_Entries from a dataset_.
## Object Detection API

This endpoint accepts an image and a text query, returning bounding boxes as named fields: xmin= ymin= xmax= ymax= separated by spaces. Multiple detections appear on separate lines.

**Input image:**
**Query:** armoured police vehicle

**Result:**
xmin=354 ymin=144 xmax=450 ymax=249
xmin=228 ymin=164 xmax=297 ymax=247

_Stated goal_.
Write out the entries again, replacing "bounding boxes" with "box coordinates" and leaving everything else as it is.

_Expected output_.
## Object Detection API

This endpoint accepts an image and a text query, returning box coordinates as named fields: xmin= ymin= xmax= ymax= separated by spaces. Multiple detections appear on separate lines.

**Input image:**
**Query:** armoured police vehicle

**Result:**
xmin=354 ymin=144 xmax=450 ymax=249
xmin=228 ymin=164 xmax=297 ymax=247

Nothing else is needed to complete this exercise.